--- Records for the exercise ---
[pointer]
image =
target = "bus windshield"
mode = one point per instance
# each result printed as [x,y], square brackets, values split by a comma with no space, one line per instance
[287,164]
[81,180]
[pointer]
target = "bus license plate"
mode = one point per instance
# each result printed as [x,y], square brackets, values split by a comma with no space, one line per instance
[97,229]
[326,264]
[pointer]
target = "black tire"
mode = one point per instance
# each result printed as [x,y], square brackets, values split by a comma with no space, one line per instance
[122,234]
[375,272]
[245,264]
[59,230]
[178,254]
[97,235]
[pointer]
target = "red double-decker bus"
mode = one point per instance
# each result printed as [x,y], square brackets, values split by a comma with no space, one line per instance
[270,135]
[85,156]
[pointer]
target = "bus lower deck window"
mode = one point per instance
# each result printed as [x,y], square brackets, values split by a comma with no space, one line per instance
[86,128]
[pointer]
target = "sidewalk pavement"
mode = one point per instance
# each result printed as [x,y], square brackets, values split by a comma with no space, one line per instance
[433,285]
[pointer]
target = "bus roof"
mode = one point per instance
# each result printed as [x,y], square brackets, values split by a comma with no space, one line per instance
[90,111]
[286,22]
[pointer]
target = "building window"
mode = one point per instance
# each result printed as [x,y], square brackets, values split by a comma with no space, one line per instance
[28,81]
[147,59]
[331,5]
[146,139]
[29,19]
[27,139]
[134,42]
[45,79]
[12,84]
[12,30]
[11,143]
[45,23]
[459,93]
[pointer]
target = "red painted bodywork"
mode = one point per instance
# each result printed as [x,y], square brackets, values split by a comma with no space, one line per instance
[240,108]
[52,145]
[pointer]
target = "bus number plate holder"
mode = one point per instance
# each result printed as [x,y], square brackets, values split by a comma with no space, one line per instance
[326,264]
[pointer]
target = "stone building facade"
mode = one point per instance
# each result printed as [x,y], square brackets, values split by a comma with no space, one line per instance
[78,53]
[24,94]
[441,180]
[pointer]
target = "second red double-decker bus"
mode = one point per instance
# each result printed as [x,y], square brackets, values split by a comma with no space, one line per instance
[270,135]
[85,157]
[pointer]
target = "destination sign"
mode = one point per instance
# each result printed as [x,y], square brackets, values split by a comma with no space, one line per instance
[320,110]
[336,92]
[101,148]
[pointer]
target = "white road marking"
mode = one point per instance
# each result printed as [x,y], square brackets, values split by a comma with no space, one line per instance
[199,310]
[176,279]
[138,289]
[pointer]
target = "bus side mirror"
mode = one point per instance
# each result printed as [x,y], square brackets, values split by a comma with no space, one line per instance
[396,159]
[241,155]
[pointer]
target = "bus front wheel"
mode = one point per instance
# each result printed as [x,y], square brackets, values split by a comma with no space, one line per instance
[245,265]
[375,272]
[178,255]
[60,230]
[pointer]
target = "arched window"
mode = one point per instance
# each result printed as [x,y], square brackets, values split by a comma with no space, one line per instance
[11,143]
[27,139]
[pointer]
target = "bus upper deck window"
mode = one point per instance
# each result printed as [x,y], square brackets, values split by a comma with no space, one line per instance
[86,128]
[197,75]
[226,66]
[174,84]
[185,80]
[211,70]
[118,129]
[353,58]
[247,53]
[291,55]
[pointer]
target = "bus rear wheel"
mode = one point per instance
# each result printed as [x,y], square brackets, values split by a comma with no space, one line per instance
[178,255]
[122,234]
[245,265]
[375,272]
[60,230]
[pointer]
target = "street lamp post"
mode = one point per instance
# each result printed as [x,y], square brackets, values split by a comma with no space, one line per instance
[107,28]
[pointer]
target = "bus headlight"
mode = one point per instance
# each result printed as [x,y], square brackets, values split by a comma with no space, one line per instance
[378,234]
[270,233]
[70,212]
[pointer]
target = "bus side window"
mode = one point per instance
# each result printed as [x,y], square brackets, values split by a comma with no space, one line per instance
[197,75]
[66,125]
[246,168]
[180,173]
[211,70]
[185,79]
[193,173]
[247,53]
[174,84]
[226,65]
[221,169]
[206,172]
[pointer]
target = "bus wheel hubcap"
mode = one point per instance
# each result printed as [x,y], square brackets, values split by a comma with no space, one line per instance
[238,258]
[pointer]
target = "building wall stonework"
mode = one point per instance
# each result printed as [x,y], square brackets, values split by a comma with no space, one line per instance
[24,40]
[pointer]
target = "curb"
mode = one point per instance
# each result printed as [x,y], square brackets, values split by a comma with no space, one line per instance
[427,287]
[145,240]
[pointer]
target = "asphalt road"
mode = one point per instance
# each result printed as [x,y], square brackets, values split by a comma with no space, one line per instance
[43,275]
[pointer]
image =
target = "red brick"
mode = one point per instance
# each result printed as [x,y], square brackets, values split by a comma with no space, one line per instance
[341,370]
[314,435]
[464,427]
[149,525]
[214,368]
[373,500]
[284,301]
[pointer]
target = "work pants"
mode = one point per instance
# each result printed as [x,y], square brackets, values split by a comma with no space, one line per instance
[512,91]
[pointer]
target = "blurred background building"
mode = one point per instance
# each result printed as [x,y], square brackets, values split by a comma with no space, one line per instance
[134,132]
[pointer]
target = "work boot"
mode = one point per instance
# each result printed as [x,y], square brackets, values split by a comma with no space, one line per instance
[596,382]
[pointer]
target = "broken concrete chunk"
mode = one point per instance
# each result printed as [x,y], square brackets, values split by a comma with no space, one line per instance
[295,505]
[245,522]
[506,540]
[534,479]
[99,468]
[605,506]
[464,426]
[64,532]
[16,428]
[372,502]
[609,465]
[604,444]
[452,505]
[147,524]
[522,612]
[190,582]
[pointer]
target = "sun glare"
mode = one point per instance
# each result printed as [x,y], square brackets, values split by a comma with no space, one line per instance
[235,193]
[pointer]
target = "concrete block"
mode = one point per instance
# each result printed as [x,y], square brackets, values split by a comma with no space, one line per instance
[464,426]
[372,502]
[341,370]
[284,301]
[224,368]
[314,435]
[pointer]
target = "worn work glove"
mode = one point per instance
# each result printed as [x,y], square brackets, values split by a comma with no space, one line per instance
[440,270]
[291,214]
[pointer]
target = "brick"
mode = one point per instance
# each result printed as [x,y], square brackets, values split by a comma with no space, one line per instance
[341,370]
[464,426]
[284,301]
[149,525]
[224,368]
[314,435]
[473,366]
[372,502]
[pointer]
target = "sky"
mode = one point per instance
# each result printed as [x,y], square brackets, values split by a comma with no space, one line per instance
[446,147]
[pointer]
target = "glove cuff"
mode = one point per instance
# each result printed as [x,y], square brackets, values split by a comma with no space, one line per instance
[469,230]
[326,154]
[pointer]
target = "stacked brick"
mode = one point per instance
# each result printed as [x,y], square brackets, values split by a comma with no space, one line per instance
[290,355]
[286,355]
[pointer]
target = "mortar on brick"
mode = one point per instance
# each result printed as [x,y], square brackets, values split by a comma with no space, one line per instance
---
Activity
Every line in the data above that includes the word "plate" should be copied.

Solution to this task
target = "bus license plate"
target = "bus number plate holder"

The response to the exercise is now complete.